# [SOURCE TEXT]
Article Summary: The Seawolf-Class Was a Masterpiece. Washington Treated It Like a Luxury
-The Seawolf-class was supposed to be the U.S. Navy’s apex hunter-killer submarine: fast, deep-diving, and almost impossibly quiet.

USS Connecticut (SSN 22) is docked for its Extended Docking Selected Restricted Availability July 12, 2023 at Puget Sound Naval Shipyard; Intermediate Maintenance Facility.
-The Navy planned to buy 29. It built three. The Cold War ended, the “peace dividend” arrived, and Seawolf was deemed too expensive for an era that thought serious naval war was over.
-That choice reshaped the fleet from the 1990s to today, forcing a retreat to the smaller Virginia-class while Los Angeles-class boats now retire faster than Virginias can be built.
-As a submarine shortfall looms in the 2020s and 2030s, the Seawolf program’s one great flaw is painfully clear: numbers.
The Great Seawolf-Class Submarine Never Met Its Full Potential
If you set out in the 1980s to design the ultimate American attack submarine, you would end up very close to the Seawolf-class.
Bigger than a Los Angeles-class boat, faster, deeper-diving, and far quieter, the Seawolf was built to hunt Soviet submarines in the deep oceans, slip under Arctic ice, and carry a staggering loadout of torpedoes and cruise missiles. It was the undersea equivalent of a heavyweight prizefighter: overbuilt, overpowered, and unapologetically expensive.
The original plan reflected that ambition. The U.S. Navy wanted a fleet of roughly 29 Seawolf-class boats to replace Los Angeles-class submarines and guarantee dominance in any high-end undersea fight.
Then the Soviet Union collapsed.
By the mid-1990s, Washington’s mood had flipped from existential fear to “peace dividend” optimism.
The same Congress and Pentagon that once worried about third world war scenarios in the North Atlantic and Arctic now saw Seawolf as a relic of a fight that never came — a gold-plated solution to a problem they believed had disappeared.
The result is the single biggest flaw in the Seawolf story: not the design, not the technology, but the decision to stop at three boats.
As one former U.S. Navy officer told me a few months back: “I have to call the Seawolf-class submarine shortage extremely dangerous as we have a capability gap we just can’t close.”
What Seawolf Brought to the Table
To understand what was lost, you have to appreciate what Seawolf actually is.
These boats were designed from the keel up to outclass anything the Soviet Union could put to sea. They use stronger high-yield steel than earlier U.S. subs, allowing greater diving depth. They are widely understood to be among the quietest and fastest nuclear-powered attack submarines on earth, with the ability to sprint and still remain very hard to detect.
Armament is equally ruthless. Instead of the usual four torpedo tubes, Seawolf carries eight large-diameter tubes and can pack around 50 weapons in its torpedo room — a mix of heavyweight torpedoes and Tomahawk cruise missiles. That means a single Seawolf can sit in a patrol box for a long time, stalking enemy submarines, surface ships, or land targets without having to reload.
On the sensor side, Seawolf introduced advanced sonars and combat systems that dramatically improved detection ranges and tracking fidelity. A large spherical bow array, wide-aperture flank arrays, and towed arrays feed into a combat system that was cutting-edge when these boats were built — and has only improved with upgrades.

# [SOURCE DATA]
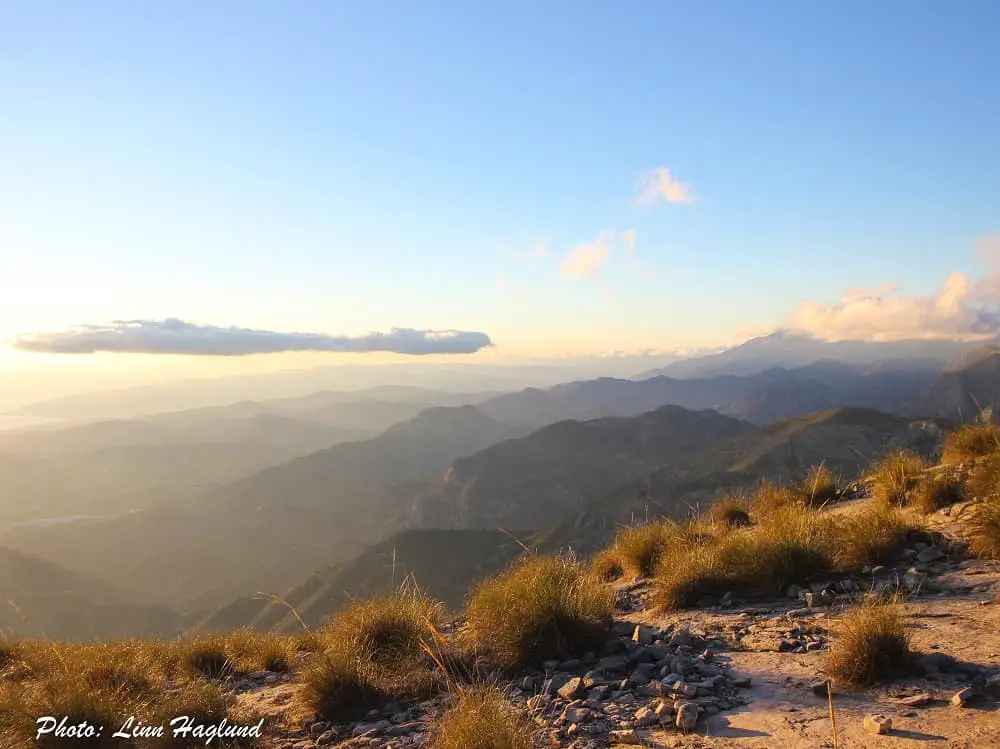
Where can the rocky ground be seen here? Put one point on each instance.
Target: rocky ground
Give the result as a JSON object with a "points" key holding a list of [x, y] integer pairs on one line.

# [WHAT TO PRODUCE]
Copy the passage of the Seawolf article word for word, starting with "What Seawolf Brought" and going on through "hard to detect.".

# [EXERCISE RESPONSE]
What Seawolf Brought to the Table
To understand what was lost, you have to appreciate what Seawolf actually is.
These boats were designed from the keel up to outclass anything the Soviet Union could put to sea. They use stronger high-yield steel than earlier U.S. subs, allowing greater diving depth. They are widely understood to be among the quietest and fastest nuclear-powered attack submarines on earth, with the ability to sprint and still remain very hard to detect.